[Data records]
+ + +
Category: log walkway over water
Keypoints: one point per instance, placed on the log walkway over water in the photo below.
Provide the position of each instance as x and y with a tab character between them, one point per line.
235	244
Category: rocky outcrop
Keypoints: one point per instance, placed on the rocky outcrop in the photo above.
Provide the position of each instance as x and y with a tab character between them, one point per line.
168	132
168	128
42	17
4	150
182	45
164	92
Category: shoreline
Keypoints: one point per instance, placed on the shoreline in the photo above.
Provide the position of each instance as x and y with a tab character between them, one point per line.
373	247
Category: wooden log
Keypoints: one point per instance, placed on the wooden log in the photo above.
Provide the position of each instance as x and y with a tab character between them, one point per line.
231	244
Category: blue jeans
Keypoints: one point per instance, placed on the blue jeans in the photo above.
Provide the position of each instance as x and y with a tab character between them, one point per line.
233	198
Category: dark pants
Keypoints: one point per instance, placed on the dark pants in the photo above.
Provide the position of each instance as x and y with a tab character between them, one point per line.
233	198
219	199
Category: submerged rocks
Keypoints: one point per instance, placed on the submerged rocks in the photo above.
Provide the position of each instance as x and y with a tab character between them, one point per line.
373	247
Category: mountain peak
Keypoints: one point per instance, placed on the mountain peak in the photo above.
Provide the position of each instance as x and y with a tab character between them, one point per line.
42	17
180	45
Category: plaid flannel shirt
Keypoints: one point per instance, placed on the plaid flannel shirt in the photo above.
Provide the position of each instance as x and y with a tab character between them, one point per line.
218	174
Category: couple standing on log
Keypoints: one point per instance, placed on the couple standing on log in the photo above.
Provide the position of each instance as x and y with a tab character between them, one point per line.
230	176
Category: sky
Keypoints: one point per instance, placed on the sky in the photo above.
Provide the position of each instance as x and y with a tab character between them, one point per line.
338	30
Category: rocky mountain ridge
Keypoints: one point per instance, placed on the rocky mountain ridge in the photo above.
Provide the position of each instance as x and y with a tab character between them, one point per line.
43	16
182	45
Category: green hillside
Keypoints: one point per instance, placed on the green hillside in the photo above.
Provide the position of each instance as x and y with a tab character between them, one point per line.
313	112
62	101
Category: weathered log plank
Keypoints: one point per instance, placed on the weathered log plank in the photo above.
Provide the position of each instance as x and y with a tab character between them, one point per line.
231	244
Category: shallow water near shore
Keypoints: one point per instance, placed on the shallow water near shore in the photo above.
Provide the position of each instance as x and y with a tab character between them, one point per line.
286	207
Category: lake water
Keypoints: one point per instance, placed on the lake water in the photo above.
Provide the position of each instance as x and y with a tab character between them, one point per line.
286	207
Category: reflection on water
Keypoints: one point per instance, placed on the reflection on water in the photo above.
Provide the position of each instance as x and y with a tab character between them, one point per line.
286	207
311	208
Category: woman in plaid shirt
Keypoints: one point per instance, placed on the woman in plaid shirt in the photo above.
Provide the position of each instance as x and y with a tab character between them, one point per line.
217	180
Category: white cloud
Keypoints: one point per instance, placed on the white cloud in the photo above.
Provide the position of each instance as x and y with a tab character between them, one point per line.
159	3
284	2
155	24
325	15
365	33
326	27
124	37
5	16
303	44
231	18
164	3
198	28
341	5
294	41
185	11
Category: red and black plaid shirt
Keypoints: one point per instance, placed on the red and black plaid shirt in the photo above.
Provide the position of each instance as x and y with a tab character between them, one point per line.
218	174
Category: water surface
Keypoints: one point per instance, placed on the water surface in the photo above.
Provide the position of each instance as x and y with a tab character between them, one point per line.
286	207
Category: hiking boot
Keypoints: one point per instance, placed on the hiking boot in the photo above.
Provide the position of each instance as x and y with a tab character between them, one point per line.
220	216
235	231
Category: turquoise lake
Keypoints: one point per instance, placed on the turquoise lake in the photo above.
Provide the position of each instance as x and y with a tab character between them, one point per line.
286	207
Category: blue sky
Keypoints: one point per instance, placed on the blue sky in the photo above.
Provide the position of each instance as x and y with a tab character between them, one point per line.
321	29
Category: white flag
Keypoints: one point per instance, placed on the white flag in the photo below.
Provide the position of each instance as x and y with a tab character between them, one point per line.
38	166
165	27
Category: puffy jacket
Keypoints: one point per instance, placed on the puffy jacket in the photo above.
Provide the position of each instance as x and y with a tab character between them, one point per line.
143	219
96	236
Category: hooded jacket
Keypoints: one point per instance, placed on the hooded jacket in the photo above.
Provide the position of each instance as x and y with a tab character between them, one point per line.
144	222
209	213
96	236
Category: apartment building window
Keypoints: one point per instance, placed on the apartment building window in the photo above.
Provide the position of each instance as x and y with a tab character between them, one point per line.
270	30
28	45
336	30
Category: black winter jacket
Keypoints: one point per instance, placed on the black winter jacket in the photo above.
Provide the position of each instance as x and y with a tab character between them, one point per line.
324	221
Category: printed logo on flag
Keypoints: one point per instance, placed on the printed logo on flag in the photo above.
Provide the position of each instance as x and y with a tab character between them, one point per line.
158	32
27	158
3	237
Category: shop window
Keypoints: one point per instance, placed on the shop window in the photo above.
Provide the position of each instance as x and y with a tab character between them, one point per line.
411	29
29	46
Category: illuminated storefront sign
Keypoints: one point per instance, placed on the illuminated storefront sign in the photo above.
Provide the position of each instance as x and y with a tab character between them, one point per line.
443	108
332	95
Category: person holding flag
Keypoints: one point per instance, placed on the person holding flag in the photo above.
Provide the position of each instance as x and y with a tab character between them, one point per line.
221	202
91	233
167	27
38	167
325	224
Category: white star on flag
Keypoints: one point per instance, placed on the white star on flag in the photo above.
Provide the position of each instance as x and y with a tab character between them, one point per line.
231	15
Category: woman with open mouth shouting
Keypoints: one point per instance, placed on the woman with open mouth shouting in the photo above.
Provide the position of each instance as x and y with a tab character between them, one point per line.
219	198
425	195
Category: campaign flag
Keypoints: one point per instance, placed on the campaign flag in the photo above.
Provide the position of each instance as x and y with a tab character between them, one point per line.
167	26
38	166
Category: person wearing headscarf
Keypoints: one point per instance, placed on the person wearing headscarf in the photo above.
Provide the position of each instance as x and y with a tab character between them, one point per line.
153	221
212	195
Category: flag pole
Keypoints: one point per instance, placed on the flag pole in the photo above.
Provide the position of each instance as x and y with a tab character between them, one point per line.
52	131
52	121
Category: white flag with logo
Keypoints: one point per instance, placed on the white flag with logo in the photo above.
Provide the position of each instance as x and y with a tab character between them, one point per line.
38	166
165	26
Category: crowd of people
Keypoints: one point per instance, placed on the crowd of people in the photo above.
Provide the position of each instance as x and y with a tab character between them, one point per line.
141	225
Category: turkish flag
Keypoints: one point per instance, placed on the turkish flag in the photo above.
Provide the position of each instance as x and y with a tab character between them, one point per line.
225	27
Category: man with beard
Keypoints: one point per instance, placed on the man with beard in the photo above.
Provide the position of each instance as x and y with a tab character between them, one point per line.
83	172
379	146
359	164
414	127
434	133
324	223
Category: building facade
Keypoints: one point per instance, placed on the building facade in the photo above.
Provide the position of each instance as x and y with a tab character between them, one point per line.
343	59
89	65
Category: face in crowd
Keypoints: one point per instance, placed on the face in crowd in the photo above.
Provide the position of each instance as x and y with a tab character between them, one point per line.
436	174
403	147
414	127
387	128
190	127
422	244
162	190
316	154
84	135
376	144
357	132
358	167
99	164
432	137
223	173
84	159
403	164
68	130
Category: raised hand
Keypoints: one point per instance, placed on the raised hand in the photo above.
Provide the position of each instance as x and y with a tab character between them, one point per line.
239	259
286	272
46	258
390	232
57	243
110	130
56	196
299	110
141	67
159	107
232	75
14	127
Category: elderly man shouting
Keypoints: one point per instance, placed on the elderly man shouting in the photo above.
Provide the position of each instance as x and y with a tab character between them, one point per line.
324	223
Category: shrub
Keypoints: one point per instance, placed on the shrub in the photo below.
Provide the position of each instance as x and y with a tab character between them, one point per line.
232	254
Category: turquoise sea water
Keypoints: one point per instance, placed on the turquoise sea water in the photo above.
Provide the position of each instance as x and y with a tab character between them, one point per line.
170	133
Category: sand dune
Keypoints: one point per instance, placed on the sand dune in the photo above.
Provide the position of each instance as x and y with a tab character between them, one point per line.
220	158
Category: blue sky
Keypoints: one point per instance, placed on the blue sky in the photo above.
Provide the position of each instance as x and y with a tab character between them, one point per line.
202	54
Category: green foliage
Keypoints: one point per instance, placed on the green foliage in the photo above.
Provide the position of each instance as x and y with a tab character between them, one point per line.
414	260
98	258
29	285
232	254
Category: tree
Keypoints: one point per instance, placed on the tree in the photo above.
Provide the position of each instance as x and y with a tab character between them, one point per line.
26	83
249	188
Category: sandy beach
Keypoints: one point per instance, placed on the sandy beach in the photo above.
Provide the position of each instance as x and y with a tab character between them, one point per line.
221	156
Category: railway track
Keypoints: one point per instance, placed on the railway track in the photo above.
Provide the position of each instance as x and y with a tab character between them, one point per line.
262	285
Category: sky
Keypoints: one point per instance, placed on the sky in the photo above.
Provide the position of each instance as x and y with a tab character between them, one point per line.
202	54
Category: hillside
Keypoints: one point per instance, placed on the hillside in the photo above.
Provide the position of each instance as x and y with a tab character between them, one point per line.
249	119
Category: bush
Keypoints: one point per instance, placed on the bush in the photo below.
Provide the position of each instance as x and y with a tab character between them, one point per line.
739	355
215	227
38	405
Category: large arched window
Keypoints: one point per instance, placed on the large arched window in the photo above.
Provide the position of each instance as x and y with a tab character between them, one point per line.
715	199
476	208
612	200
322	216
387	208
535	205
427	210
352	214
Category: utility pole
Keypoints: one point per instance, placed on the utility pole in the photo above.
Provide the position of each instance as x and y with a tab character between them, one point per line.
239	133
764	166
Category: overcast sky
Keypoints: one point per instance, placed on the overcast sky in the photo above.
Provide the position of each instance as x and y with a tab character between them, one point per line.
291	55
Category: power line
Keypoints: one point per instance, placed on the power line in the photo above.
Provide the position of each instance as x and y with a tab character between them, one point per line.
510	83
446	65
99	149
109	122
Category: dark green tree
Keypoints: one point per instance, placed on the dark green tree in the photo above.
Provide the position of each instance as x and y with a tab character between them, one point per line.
+ + +
EXERCISE OBJECTIVE
Find the lines above that include the string "beach" and copy them.

YOUR RESPONSE
Category: sandy beach
Keypoints: one point per instance, placed on the sandy beach in the photo above.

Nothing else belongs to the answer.